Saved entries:
•••
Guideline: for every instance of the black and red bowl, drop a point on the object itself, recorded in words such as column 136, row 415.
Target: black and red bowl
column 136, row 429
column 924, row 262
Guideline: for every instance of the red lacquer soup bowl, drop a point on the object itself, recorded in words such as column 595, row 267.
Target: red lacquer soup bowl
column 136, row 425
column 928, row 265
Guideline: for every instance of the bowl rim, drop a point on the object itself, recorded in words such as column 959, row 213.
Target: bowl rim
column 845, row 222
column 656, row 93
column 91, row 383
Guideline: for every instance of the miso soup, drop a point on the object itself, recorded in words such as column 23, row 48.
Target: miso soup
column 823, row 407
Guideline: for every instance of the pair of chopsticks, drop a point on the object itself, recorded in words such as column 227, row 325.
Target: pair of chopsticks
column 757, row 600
•••
What is expected:
Give back, unchanged, the line containing "Guideline: for every instance of the red" and each line that comes after it in the entries above, ending with the last.

Result of the task:
Guideline: for every instance of the red lacquer soup bowl, drop a point on the object itself, recorded in words such as column 595, row 267.
Target: red lacquer soup bowl
column 136, row 425
column 928, row 265
Guideline: for every instance of the bowl rim, drop a point on the object itself, recorded in words such as column 959, row 213.
Target: bowl rim
column 845, row 222
column 656, row 93
column 91, row 383
Guideline: for every instance of the miso soup, drop a point on the object itself, recorded in words such as column 23, row 48.
Target: miso soup
column 823, row 407
Guideline: for every instance of the pair of chopsticks, drop a point on the object itself, recorded in words such as column 227, row 325.
Target: pair of chopsticks
column 757, row 600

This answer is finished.